▸ **Task objective**
Copy the material below word for word, keeping every line in its original order.

Extracted data entries
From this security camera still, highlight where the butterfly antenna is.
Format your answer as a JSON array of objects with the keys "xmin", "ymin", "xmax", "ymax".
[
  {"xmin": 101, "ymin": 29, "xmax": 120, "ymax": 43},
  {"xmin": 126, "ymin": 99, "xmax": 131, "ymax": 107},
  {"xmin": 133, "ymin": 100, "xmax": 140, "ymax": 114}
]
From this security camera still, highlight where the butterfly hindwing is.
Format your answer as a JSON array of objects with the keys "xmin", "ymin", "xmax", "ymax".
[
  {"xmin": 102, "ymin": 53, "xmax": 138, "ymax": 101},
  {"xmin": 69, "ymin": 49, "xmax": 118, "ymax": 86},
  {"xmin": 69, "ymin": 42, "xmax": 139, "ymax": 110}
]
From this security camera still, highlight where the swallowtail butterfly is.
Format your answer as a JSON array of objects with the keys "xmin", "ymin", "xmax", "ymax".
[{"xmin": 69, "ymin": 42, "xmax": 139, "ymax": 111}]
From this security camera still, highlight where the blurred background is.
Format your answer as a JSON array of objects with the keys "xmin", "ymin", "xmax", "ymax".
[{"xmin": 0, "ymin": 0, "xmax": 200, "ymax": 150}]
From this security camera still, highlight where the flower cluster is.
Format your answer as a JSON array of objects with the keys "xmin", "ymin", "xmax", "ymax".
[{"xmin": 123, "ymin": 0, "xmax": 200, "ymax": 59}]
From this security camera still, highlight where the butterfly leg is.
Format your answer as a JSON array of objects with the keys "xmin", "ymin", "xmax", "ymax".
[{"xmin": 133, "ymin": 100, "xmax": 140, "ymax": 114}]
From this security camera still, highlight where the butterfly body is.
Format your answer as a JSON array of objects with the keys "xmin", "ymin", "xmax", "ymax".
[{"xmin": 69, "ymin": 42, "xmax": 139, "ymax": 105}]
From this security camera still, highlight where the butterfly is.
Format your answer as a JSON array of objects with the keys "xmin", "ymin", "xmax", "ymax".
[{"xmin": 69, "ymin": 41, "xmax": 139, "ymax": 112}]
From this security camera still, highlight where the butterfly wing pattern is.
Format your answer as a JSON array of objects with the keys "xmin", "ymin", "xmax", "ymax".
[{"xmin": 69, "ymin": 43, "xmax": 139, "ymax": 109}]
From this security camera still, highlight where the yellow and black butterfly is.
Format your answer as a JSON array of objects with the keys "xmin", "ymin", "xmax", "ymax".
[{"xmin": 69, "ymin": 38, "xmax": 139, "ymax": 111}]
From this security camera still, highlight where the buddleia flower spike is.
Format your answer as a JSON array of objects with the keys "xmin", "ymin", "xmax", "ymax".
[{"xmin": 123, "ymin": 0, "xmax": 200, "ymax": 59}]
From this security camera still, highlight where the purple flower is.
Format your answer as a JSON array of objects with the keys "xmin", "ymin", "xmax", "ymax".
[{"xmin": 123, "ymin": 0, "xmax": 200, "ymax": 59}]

▸ **Worked answer**
From this security camera still, highlight where the butterfly antenna is.
Format your answer as a JSON array of objects with the keys "xmin", "ymin", "xmax", "ymax".
[
  {"xmin": 101, "ymin": 29, "xmax": 120, "ymax": 43},
  {"xmin": 126, "ymin": 99, "xmax": 131, "ymax": 107},
  {"xmin": 133, "ymin": 100, "xmax": 140, "ymax": 114}
]
From this security camera still, highlight where the butterfly hindwing is.
Format your answer as a JSON array of objects with the keys "xmin", "ymin", "xmax", "ymax".
[
  {"xmin": 102, "ymin": 53, "xmax": 138, "ymax": 101},
  {"xmin": 69, "ymin": 49, "xmax": 118, "ymax": 86},
  {"xmin": 69, "ymin": 42, "xmax": 139, "ymax": 110}
]
From this security camera still, highlight where the swallowtail butterfly is.
Format your answer as a JSON array of objects with the keys "xmin", "ymin", "xmax", "ymax".
[{"xmin": 69, "ymin": 42, "xmax": 139, "ymax": 111}]
From this security camera still, highlight where the blurred background is.
Format your answer as a JSON array of objects with the keys "xmin", "ymin", "xmax", "ymax".
[{"xmin": 0, "ymin": 0, "xmax": 200, "ymax": 150}]
From this security camera still, highlight where the flower cluster is.
Format your answer as a JSON array of objects with the keys "xmin", "ymin", "xmax", "ymax".
[{"xmin": 123, "ymin": 0, "xmax": 200, "ymax": 59}]
From this security camera still, highlight where the butterfly leg is.
Format your answer as a JSON array of objects with the keys "xmin", "ymin", "xmax", "ymax".
[{"xmin": 133, "ymin": 100, "xmax": 140, "ymax": 114}]
From this security camera still, highlight where the butterfly body is.
Format your answer as a JSON array of objects with the keys "xmin", "ymin", "xmax", "ymax".
[{"xmin": 69, "ymin": 42, "xmax": 139, "ymax": 105}]
From this security camera still, highlight where the butterfly is.
Format your answer as a JSON array of objects with the keys "xmin", "ymin", "xmax", "ymax".
[{"xmin": 69, "ymin": 41, "xmax": 139, "ymax": 112}]
From this security camera still, highlight where the butterfly wing pattern is.
Format your answer as a JSON array of objects with the keys "xmin", "ymin", "xmax", "ymax".
[{"xmin": 69, "ymin": 43, "xmax": 139, "ymax": 109}]
From this security camera still, highlight where the yellow and black butterfly is.
Format your answer as a JSON array of objects with the keys "xmin", "ymin", "xmax", "ymax".
[{"xmin": 69, "ymin": 38, "xmax": 139, "ymax": 111}]
From this security camera still, highlight where the buddleia flower spike is.
Format your answer as a JSON array of objects with the keys "xmin", "ymin", "xmax", "ymax".
[{"xmin": 123, "ymin": 0, "xmax": 200, "ymax": 59}]
From this security camera still, highlight where the purple flower is.
Format your answer as a JSON array of objects with the keys "xmin", "ymin", "xmax", "ymax".
[{"xmin": 123, "ymin": 0, "xmax": 200, "ymax": 59}]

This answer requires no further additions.